Collected data entries
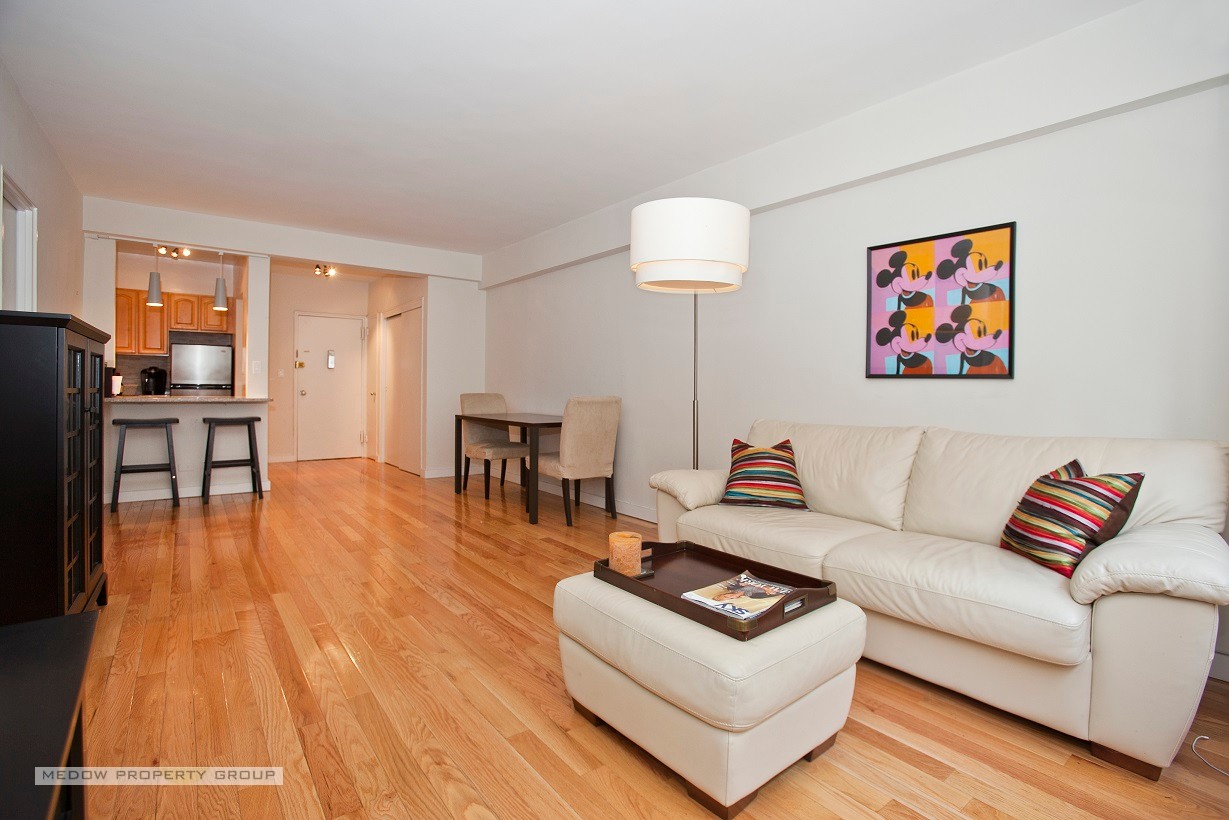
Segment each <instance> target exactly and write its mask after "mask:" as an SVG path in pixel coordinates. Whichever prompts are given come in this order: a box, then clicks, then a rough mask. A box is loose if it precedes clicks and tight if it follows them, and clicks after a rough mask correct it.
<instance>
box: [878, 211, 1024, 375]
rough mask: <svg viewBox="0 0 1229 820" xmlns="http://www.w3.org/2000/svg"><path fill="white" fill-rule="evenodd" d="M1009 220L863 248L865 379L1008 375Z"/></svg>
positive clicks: (1013, 332)
mask: <svg viewBox="0 0 1229 820" xmlns="http://www.w3.org/2000/svg"><path fill="white" fill-rule="evenodd" d="M1014 284H1015V223H1004V224H1002V225H989V226H987V227H977V229H973V230H967V231H952V232H951V234H940V235H938V236H925V237H923V239H917V240H908V241H907V242H890V243H887V245H876V246H875V247H869V248H866V377H868V379H897V377H913V379H1010V377H1011V375H1013V364H1014V359H1015V357H1014V341H1015V338H1014V337H1015V322H1014V311H1013V307H1011V306H1013V304H1014V301H1015V300H1014Z"/></svg>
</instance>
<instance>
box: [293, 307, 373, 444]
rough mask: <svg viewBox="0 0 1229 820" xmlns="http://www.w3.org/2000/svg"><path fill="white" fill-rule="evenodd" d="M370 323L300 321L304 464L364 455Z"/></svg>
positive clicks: (299, 331)
mask: <svg viewBox="0 0 1229 820" xmlns="http://www.w3.org/2000/svg"><path fill="white" fill-rule="evenodd" d="M364 323H365V320H364V318H363V317H360V316H311V315H299V316H296V317H295V348H296V350H295V450H296V457H297V459H299V460H300V461H312V460H316V459H358V457H360V456H363V455H365V452H364V446H363V443H364V439H365V436H364V423H363V422H364V401H363V391H364V373H365V370H366V363H365V359H364V350H365V347H366V344H365V342H364V337H365V332H364Z"/></svg>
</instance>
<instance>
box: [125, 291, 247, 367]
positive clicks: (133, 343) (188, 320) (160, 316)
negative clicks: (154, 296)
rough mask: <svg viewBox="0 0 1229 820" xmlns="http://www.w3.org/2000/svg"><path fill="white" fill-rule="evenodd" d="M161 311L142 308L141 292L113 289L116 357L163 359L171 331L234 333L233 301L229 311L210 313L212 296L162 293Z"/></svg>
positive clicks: (170, 348)
mask: <svg viewBox="0 0 1229 820" xmlns="http://www.w3.org/2000/svg"><path fill="white" fill-rule="evenodd" d="M162 301H163V306H162V307H150V306H149V305H146V304H145V291H144V290H135V289H133V288H117V289H116V353H135V354H139V355H167V354H168V353H170V352H171V344H170V332H171V331H208V332H211V333H234V332H235V320H234V318H232V317H234V315H235V300H234V299H227V300H226V304H227V305H230V310H225V311H218V310H214V298H213V295H208V296H206V295H203V294H172V293H167V291H165V290H163V291H162Z"/></svg>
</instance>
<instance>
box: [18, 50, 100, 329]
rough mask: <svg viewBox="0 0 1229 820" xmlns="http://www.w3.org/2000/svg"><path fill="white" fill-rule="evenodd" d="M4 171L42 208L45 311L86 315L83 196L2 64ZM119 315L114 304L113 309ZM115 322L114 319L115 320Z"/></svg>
mask: <svg viewBox="0 0 1229 820" xmlns="http://www.w3.org/2000/svg"><path fill="white" fill-rule="evenodd" d="M0 167H2V168H4V172H5V173H6V175H7V176H9V177H10V178H11V179H12V181H14V182H15V183H16V184H17V187H20V188H21V191H22V192H23V193H25V194H26V195H27V197H29V198H31V199H32V200H33V203H34V207H36V208H37V209H38V254H37V275H38V291H37V305H36V307H37V309H38V310H39V311H43V312H55V313H76V315H79V316H81V317H82V318H84V320H85V321H86V322H93V320H96V318H100V315H96V313H93V312H92V313H91V315H88V316H86V315H84V313H82V310H81V309H82V295H81V290H82V288H81V269H82V257H84V251H82V246H81V192H80V191H77V187H76V184H74V182H73V178H71V177H70V176H69V173H68V171H66V170H65V168H64V165H63V164H61V162H60V159H59V156H57V154H55V149H53V148H52V144H50V143H49V141H48V140H47V135H45V134H43V130H42V129H41V128H39V127H38V123H37V122H34V116H33V114H32V113H31V111H29V108H27V107H26V101H25V100H22V98H21V95H20V93H18V92H17V86H16V85H15V84H14V81H12V76H10V74H9V70H7V69H6V68H5V66H4V65H2V64H0ZM112 312H114V306H112ZM112 323H114V320H112Z"/></svg>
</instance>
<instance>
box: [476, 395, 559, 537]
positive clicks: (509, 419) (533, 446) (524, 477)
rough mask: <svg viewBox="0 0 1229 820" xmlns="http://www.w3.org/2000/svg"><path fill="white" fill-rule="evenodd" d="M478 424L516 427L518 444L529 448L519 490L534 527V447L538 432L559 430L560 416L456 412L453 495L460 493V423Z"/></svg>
mask: <svg viewBox="0 0 1229 820" xmlns="http://www.w3.org/2000/svg"><path fill="white" fill-rule="evenodd" d="M465 422H468V423H471V424H482V425H483V427H500V428H506V429H508V430H511V429H512V428H519V429H520V432H521V441H526V443H527V444H528V445H530V459H528V461H530V463H528V467H530V468H528V471H527V473H526V472H522V473H521V487H524V488H525V509H526V511H527V513H528V516H530V524H537V484H538V472H537V462H538V446H540V444H541V438H542V430H551V429H556V430H557V429H560V428H562V427H563V417H562V416H547V414H543V413H457V414H456V425H457V427H456V461H455V467H456V470H455V472H454V475H455V482H454V492H455V493H456V494H457V495H460V494H461V460H462V459H463V457H465V435H463V433H462V423H465Z"/></svg>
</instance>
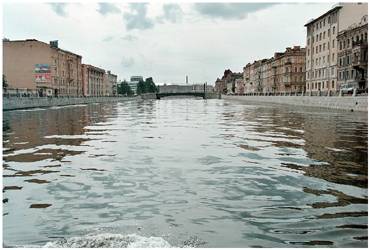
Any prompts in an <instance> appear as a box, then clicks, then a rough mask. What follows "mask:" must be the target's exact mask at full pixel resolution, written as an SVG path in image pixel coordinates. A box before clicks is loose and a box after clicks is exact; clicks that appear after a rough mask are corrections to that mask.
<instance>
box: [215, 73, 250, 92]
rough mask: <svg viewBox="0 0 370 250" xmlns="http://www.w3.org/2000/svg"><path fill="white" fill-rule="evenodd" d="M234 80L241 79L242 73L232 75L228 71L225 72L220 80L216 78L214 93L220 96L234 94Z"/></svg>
mask: <svg viewBox="0 0 370 250" xmlns="http://www.w3.org/2000/svg"><path fill="white" fill-rule="evenodd" d="M236 79H243V73H234V72H232V71H231V70H230V69H227V70H225V71H224V75H223V76H222V78H221V79H219V78H217V80H216V82H215V88H216V91H217V92H218V93H222V94H232V93H235V81H236Z"/></svg>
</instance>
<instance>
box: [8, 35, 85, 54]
mask: <svg viewBox="0 0 370 250" xmlns="http://www.w3.org/2000/svg"><path fill="white" fill-rule="evenodd" d="M3 42H4V43H19V42H24V43H25V42H39V43H43V44H45V45H48V46H50V44H48V43H45V42H42V41H39V40H36V39H25V40H10V39H3ZM50 48H52V49H56V50H59V51H62V52H65V53H68V54H72V55H75V56H78V57H81V58H82V56H81V55H78V54H76V53H73V52H71V51H68V50H64V49H61V48H55V47H51V46H50Z"/></svg>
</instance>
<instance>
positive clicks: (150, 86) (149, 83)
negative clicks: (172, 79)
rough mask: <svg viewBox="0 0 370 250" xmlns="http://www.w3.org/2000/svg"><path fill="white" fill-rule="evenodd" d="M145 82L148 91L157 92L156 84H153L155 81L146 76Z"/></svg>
mask: <svg viewBox="0 0 370 250" xmlns="http://www.w3.org/2000/svg"><path fill="white" fill-rule="evenodd" d="M145 84H146V86H147V90H148V93H156V92H158V88H157V86H155V83H154V81H153V78H152V77H148V78H146V79H145Z"/></svg>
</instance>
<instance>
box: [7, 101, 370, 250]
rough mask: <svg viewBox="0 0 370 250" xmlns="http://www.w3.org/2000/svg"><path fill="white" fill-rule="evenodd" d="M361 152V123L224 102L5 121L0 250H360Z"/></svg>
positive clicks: (360, 242)
mask: <svg viewBox="0 0 370 250" xmlns="http://www.w3.org/2000/svg"><path fill="white" fill-rule="evenodd" d="M367 141H368V123H367V114H363V113H348V112H340V111H334V110H317V109H316V110H311V109H307V108H294V107H286V106H272V105H266V104H264V105H261V104H258V105H251V104H243V103H240V102H233V101H226V100H206V101H204V100H201V99H191V98H189V99H161V100H147V101H127V102H121V103H105V104H91V105H78V106H68V107H55V108H47V109H30V110H19V111H8V112H4V113H3V186H4V189H3V199H5V200H3V240H4V244H5V245H6V246H44V245H46V246H54V247H55V246H57V247H58V246H62V247H65V246H67V247H70V246H73V247H82V246H90V247H125V246H129V247H136V246H138V247H148V246H149V247H166V246H175V247H182V246H195V247H259V246H260V247H310V246H316V247H317V246H320V247H328V246H330V247H366V246H367V244H368V239H367V235H368V229H367V228H368V226H367V224H368V223H367V213H368V205H367V202H368V200H367V199H368V197H367V192H368V189H367V183H368V181H367V180H368V169H367V165H368V163H367V162H368V159H367V153H368V145H367Z"/></svg>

Instruction:
From the items above, copy out each line that contains the word "positive".

Answer to this task:
positive clicks: (1013, 332)
positive clicks: (299, 331)
positive clicks: (133, 343) (188, 320) (160, 316)
positive clicks: (170, 348)
positive clicks: (509, 419) (533, 446) (524, 477)
positive clicks: (150, 86) (149, 83)
positive clicks: (360, 242)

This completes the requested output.